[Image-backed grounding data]
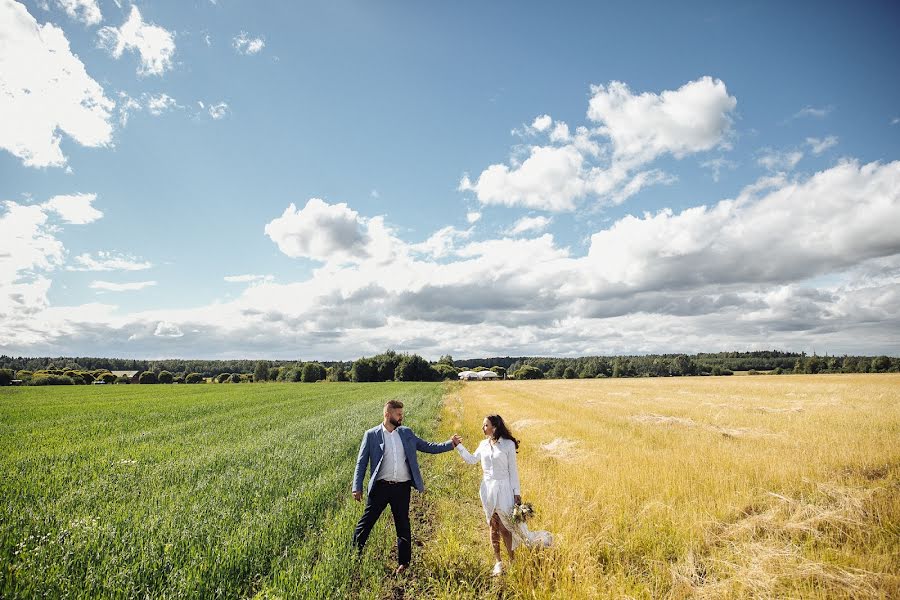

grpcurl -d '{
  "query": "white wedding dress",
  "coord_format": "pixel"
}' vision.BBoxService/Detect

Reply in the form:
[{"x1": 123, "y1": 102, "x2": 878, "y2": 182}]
[{"x1": 456, "y1": 438, "x2": 553, "y2": 549}]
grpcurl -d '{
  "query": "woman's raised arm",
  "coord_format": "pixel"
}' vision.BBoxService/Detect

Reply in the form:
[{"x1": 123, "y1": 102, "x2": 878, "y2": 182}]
[{"x1": 456, "y1": 443, "x2": 480, "y2": 465}]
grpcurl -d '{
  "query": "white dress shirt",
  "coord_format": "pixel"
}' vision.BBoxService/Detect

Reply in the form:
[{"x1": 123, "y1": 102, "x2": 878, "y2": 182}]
[{"x1": 377, "y1": 424, "x2": 412, "y2": 482}]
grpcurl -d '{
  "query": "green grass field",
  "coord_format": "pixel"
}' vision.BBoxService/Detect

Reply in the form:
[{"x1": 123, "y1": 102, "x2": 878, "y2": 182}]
[{"x1": 0, "y1": 382, "x2": 447, "y2": 599}]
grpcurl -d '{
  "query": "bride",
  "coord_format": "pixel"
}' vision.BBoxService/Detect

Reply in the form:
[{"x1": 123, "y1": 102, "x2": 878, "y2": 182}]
[{"x1": 455, "y1": 414, "x2": 552, "y2": 576}]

### [What is required]
Please return all of the entries word for word, excluding the pictures.

### [Your solution]
grpcurl -d '{
  "query": "white wedding dress",
  "coord_format": "pixel"
}' vision.BBoxService/Detect

Reply in the form:
[{"x1": 123, "y1": 102, "x2": 878, "y2": 182}]
[{"x1": 456, "y1": 438, "x2": 553, "y2": 549}]
grpcurl -d '{
  "query": "woman's raised arm",
  "coord_format": "pixel"
}' vision.BBoxService/Detect

Reply in the form:
[{"x1": 123, "y1": 102, "x2": 878, "y2": 182}]
[{"x1": 456, "y1": 443, "x2": 480, "y2": 465}]
grpcurl -d '{
  "query": "white dress shirt",
  "coord_format": "pixel"
}' vision.BBoxService/Detect

Reply in the form:
[{"x1": 123, "y1": 102, "x2": 878, "y2": 182}]
[{"x1": 377, "y1": 424, "x2": 412, "y2": 482}]
grpcurl -d '{
  "query": "green grass field",
  "coord_format": "pixel"
}' vision.BBoxService/Detect

Reply in the form:
[{"x1": 123, "y1": 102, "x2": 878, "y2": 182}]
[{"x1": 0, "y1": 382, "x2": 447, "y2": 599}]
grpcurl -d '{
  "query": "bride",
  "coord_format": "pixel"
}' vision.BBoxService/Detect

Reply in the form:
[{"x1": 123, "y1": 102, "x2": 878, "y2": 182}]
[{"x1": 455, "y1": 414, "x2": 552, "y2": 576}]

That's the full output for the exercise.